• WHAT IS REQUIRED:
Except for the pictures, output the records in full and exactly.

• SUPPLIED DATA:
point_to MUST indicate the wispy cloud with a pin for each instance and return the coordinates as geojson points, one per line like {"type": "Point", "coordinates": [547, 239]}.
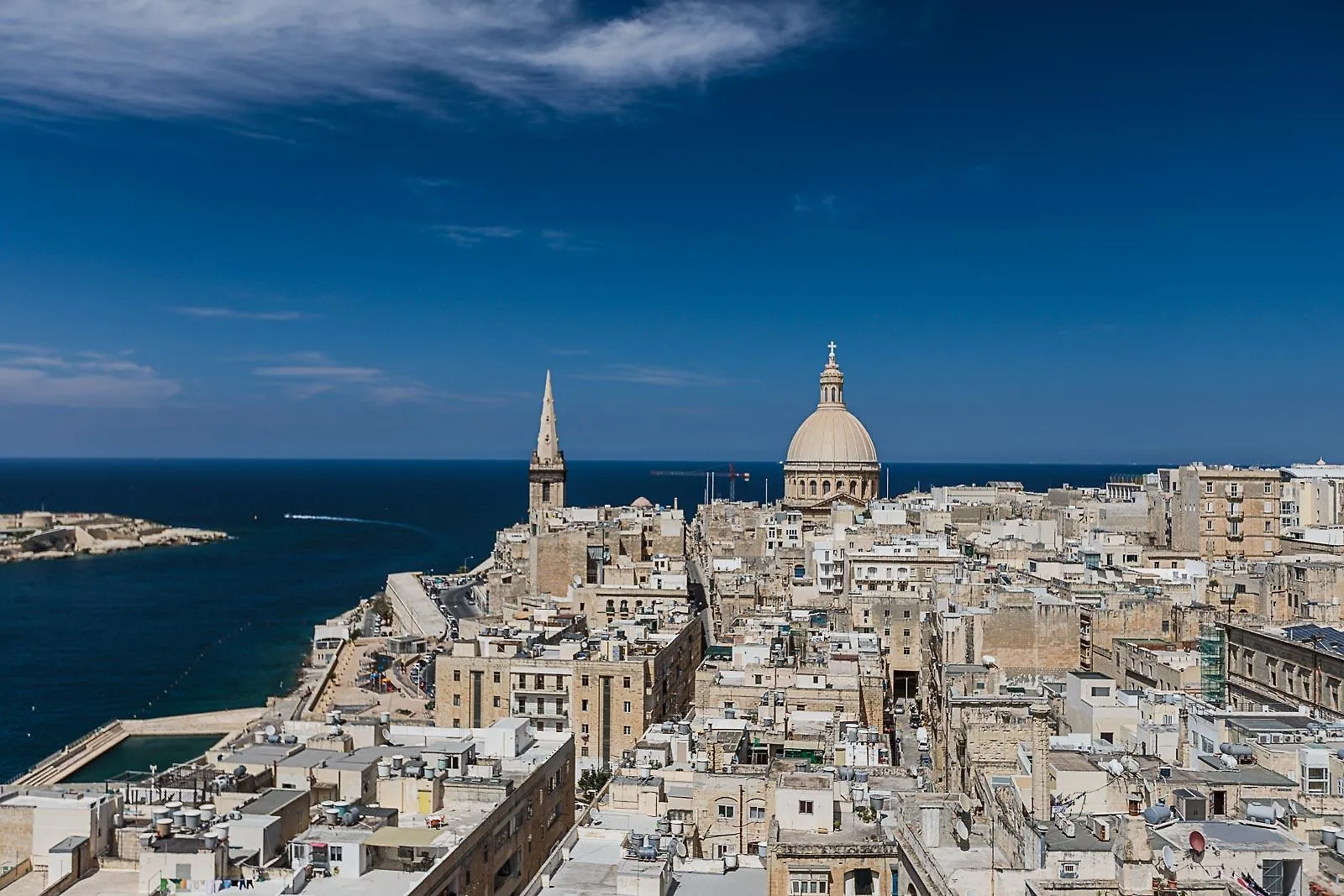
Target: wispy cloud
{"type": "Point", "coordinates": [219, 58]}
{"type": "Point", "coordinates": [652, 375]}
{"type": "Point", "coordinates": [464, 235]}
{"type": "Point", "coordinates": [34, 375]}
{"type": "Point", "coordinates": [562, 241]}
{"type": "Point", "coordinates": [823, 204]}
{"type": "Point", "coordinates": [237, 315]}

• ANSWER BOX:
point_to MUST indicate the wispy cloud with a pin for each instance and return the coordinates as geojson points, one per line like {"type": "Point", "coordinates": [547, 239]}.
Target: wispy cloud
{"type": "Point", "coordinates": [219, 58]}
{"type": "Point", "coordinates": [652, 375]}
{"type": "Point", "coordinates": [464, 235]}
{"type": "Point", "coordinates": [34, 375]}
{"type": "Point", "coordinates": [562, 241]}
{"type": "Point", "coordinates": [823, 204]}
{"type": "Point", "coordinates": [237, 315]}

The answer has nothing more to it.